# Requirement
Reproduce verbatim the lines of the listing below, from the line with "road in the workspace image." to the line with "520, 234, 581, 282", including both of those lines.
··· Material ···
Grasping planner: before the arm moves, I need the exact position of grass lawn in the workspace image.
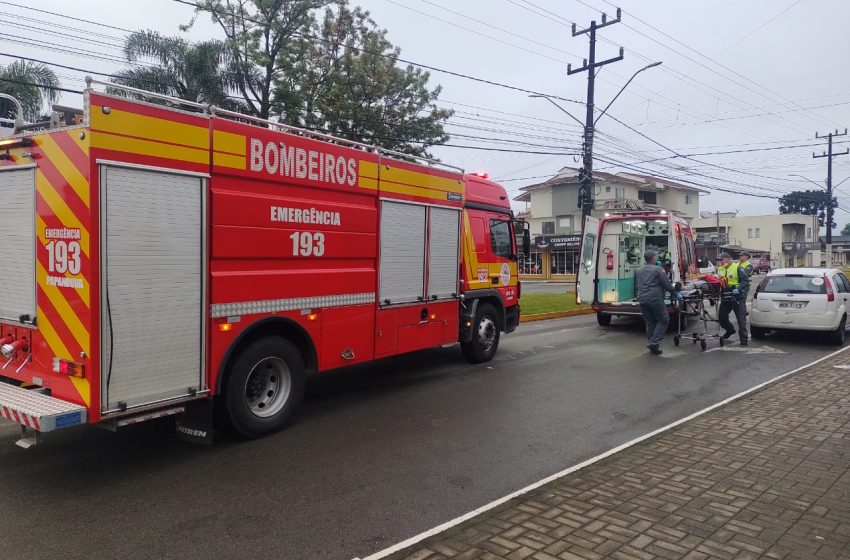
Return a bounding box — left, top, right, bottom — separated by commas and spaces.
519, 292, 589, 315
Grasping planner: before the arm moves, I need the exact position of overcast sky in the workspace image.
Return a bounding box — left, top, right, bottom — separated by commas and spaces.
6, 0, 850, 229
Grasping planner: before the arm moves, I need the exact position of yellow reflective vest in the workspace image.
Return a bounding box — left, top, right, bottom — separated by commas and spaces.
717, 262, 740, 288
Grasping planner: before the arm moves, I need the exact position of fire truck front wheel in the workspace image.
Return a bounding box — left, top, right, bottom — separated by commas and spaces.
460, 303, 501, 364
225, 337, 305, 438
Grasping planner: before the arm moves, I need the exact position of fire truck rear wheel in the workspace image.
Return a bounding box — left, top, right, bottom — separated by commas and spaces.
225, 337, 305, 438
460, 303, 501, 364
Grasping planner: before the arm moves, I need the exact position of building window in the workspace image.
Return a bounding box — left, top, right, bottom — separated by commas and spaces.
550, 251, 578, 274
638, 191, 658, 204
519, 251, 543, 274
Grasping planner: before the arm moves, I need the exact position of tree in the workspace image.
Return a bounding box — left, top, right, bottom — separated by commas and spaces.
183, 0, 452, 156
284, 2, 452, 156
779, 190, 838, 228
0, 60, 59, 122
181, 0, 328, 119
112, 31, 242, 110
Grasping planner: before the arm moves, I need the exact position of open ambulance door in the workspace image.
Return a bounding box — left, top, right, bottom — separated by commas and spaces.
576, 216, 599, 303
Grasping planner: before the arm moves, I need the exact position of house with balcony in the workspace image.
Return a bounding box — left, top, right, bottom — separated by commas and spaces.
691, 212, 820, 268
514, 167, 707, 280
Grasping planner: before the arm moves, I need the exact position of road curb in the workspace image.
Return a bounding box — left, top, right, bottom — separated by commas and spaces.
519, 307, 595, 323
353, 344, 850, 560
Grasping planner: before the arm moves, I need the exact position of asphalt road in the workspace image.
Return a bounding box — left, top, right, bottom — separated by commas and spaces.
0, 316, 834, 560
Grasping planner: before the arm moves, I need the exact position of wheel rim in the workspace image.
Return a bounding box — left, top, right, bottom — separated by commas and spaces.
244, 357, 292, 418
478, 317, 497, 352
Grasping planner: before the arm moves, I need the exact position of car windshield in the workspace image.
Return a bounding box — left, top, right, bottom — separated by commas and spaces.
759, 274, 826, 294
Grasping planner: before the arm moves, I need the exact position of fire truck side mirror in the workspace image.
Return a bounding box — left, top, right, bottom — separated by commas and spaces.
514, 220, 531, 257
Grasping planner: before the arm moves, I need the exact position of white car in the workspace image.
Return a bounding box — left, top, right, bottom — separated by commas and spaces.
750, 268, 850, 344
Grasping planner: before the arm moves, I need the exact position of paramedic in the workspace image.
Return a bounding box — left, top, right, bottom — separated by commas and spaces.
635, 249, 682, 354
717, 253, 750, 346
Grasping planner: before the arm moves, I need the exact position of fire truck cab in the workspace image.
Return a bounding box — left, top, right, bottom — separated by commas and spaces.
0, 80, 528, 446
576, 211, 699, 326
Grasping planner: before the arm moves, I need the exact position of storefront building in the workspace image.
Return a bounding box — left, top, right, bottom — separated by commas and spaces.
520, 234, 581, 282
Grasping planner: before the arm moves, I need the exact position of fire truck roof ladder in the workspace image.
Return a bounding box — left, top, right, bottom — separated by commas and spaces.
86, 76, 464, 173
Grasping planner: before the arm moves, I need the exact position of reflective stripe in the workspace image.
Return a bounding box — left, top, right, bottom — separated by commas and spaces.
210, 292, 375, 318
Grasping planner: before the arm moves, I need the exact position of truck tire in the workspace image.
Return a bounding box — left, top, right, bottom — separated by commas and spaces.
224, 337, 306, 438
460, 303, 501, 364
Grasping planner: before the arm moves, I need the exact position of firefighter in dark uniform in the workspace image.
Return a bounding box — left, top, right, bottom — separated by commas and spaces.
717, 253, 750, 346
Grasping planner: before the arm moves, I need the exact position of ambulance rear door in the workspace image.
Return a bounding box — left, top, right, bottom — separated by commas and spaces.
576, 216, 599, 303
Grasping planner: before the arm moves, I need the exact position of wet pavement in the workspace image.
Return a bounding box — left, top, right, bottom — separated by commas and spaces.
380, 351, 850, 560
0, 316, 834, 560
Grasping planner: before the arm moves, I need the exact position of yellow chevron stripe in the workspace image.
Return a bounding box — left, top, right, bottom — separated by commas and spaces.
67, 130, 89, 155
35, 216, 91, 308
35, 169, 89, 256
381, 166, 463, 198
91, 105, 210, 152
69, 375, 91, 406
37, 134, 89, 207
38, 307, 74, 360
213, 152, 246, 170
36, 263, 89, 355
91, 132, 210, 164
213, 130, 247, 156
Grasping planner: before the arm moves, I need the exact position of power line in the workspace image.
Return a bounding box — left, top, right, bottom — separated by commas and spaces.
172, 0, 583, 104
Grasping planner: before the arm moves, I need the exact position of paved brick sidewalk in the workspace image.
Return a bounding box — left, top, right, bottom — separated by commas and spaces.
390, 352, 850, 560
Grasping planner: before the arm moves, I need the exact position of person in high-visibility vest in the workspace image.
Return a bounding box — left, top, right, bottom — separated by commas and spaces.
717, 253, 750, 346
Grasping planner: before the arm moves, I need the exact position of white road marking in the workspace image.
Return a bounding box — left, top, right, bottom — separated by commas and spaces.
706, 346, 786, 354
353, 346, 850, 560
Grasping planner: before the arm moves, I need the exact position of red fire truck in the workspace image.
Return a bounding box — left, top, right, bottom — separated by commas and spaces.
0, 80, 528, 447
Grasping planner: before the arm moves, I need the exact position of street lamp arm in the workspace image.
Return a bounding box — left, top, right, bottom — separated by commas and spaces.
529, 93, 584, 127
593, 61, 662, 126
788, 173, 824, 189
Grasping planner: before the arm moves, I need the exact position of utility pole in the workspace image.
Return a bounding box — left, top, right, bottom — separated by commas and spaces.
812, 128, 850, 268
567, 8, 623, 218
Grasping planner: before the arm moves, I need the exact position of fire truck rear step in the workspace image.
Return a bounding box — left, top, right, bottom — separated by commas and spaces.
0, 382, 86, 447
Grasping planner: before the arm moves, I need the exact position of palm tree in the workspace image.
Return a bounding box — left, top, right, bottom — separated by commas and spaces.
0, 60, 59, 121
112, 31, 240, 109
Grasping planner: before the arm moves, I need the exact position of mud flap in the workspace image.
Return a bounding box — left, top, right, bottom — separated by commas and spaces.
177, 399, 213, 445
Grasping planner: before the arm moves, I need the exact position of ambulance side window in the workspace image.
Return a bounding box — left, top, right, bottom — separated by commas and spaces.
469, 216, 487, 254
490, 220, 513, 259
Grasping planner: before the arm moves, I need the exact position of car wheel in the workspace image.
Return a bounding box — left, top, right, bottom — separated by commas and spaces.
830, 316, 847, 346
750, 325, 767, 338
460, 303, 500, 364
224, 337, 306, 438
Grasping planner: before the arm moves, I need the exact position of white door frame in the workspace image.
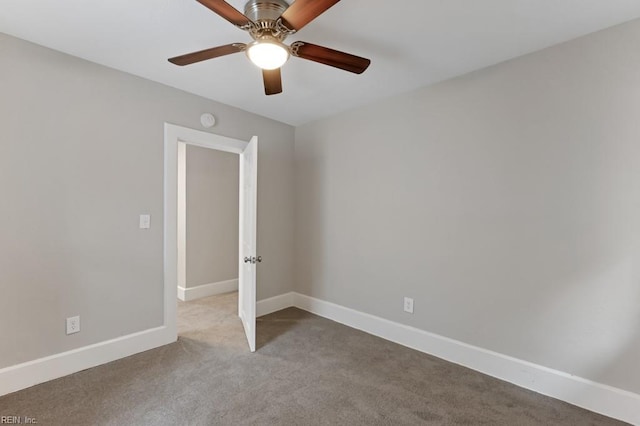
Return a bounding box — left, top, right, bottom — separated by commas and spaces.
164, 123, 248, 341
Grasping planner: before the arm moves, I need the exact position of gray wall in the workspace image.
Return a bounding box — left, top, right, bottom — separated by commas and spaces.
296, 21, 640, 392
0, 34, 294, 368
186, 145, 240, 287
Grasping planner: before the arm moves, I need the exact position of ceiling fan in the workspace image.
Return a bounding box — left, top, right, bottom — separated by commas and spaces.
169, 0, 371, 95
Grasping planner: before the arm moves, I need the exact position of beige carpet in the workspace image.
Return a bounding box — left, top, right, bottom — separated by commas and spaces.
0, 294, 622, 426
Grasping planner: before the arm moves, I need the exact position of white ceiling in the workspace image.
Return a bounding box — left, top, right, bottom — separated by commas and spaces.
0, 0, 640, 125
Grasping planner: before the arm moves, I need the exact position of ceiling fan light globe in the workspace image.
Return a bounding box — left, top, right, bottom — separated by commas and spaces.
247, 41, 289, 70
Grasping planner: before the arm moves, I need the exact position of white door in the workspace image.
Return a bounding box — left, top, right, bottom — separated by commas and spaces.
238, 136, 262, 352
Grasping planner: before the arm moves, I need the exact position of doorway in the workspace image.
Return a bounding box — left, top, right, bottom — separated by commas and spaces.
164, 123, 260, 352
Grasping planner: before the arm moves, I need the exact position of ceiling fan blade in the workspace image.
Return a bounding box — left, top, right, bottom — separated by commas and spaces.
198, 0, 251, 28
280, 0, 340, 31
262, 68, 282, 95
291, 41, 371, 74
169, 43, 247, 66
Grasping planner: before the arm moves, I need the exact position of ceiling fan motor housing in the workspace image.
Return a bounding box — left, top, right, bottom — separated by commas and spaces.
244, 0, 289, 27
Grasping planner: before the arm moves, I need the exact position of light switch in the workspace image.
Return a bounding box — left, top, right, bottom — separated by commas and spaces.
140, 214, 151, 229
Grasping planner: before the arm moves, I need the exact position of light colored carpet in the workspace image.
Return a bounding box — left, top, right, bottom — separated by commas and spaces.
0, 293, 622, 426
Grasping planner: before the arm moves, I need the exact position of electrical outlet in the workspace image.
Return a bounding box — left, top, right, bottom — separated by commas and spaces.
67, 316, 80, 334
404, 297, 413, 314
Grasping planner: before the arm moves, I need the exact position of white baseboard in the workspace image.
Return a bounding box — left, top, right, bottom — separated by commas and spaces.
256, 292, 296, 317
178, 278, 238, 302
294, 293, 640, 425
0, 326, 176, 396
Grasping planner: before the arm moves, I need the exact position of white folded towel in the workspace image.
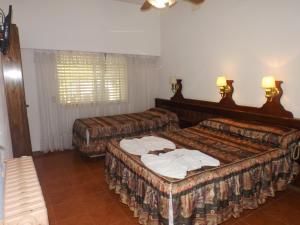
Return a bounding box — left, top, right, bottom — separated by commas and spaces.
120, 136, 176, 155
164, 148, 220, 171
120, 138, 149, 155
141, 149, 220, 179
140, 136, 176, 151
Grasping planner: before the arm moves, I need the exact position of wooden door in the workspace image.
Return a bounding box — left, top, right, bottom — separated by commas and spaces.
1, 24, 32, 157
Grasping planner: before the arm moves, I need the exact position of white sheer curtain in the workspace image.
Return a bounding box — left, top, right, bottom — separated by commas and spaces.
34, 50, 158, 151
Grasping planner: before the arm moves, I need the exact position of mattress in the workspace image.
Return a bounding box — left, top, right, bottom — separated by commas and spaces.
73, 108, 178, 156
106, 126, 298, 225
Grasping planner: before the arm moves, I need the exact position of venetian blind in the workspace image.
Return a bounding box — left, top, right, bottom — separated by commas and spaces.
56, 52, 127, 104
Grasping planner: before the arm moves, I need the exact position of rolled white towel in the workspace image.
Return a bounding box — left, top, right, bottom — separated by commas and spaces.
141, 154, 187, 179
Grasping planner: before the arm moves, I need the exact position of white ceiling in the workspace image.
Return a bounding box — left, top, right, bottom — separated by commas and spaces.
115, 0, 145, 5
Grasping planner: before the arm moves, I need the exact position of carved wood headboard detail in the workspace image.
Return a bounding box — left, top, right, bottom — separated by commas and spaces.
155, 81, 300, 129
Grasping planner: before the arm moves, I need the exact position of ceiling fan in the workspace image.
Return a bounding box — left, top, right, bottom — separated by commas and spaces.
141, 0, 204, 11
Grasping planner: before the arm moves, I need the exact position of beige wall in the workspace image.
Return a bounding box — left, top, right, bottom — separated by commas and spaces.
0, 0, 160, 55
159, 0, 300, 117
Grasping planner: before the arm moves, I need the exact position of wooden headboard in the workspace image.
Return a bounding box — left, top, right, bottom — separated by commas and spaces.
155, 81, 300, 130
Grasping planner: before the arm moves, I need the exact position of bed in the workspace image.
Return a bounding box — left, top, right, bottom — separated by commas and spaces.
105, 118, 300, 225
72, 108, 179, 156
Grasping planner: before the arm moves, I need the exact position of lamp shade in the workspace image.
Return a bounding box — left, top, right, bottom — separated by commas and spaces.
261, 76, 276, 88
216, 76, 227, 87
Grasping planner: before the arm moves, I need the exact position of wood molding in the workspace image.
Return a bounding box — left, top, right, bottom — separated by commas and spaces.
171, 80, 294, 118
261, 81, 294, 118
1, 24, 32, 157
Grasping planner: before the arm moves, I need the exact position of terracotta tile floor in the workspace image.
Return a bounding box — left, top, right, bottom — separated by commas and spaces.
34, 151, 300, 225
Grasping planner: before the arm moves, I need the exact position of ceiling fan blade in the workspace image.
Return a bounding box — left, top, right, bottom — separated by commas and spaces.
141, 1, 152, 11
189, 0, 204, 4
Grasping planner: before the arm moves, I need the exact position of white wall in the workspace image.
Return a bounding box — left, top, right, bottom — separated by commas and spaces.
0, 0, 160, 55
0, 56, 12, 159
159, 0, 300, 117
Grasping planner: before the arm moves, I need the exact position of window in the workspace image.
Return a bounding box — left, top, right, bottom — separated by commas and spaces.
56, 52, 127, 104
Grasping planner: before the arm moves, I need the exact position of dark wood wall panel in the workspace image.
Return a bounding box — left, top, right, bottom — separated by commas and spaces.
1, 24, 32, 157
155, 99, 300, 129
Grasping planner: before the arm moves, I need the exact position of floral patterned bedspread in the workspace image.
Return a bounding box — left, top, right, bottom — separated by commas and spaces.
72, 108, 179, 156
105, 126, 298, 225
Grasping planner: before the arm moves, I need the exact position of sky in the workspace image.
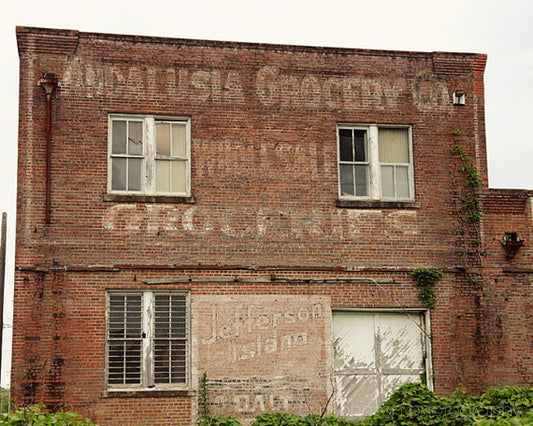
···
# Written answer
Grasping planner: before the arm moves, I need the exact position of asphalt road in the workspace image.
Return a bounding box — left, top, right, bottom — separated by commas and spaces.
0, 316, 834, 560
Grasping planner: before the arm moves, I need the exact position of wheel rim in the workspace image.
Return a bounding box — left, top, right, bottom — separated by commas and spaces.
244, 357, 292, 418
478, 317, 497, 352
Grasping planner: before the arm moves, I need the exact position of car windshield in the workspace image.
Return a bounding box — left, top, right, bottom — separated by commas and spaces.
759, 274, 826, 294
Grasping planner: before the arm moves, I need the exact position of fire truck side mirror in the workspace image.
Return a bounding box — left, top, right, bottom — separated by commas and spaces.
514, 220, 531, 257
Grasping planner: before the arm moves, I need the exact position of white car in the workspace image.
Return a bounding box — left, top, right, bottom — separated by commas and spaces.
750, 268, 850, 344
Grasping planner: before the arm moves, I need the exact position of paramedic in the workspace image.
Return a bounding box — left, top, right, bottom — separated by commas and spaces.
635, 249, 682, 354
717, 253, 750, 346
Grasping planner: before the arm moves, I need the exact position of fire truck cab in the workspace image.
Return a bounding box — left, top, right, bottom — separated by commas and spaces.
0, 80, 528, 446
576, 211, 699, 326
Grasping planner: before the arm moves, I need the exact position of storefront building in the workspace image.
Return a bounding box — left, top, right, bottom — separated by commas and spaces.
520, 234, 581, 282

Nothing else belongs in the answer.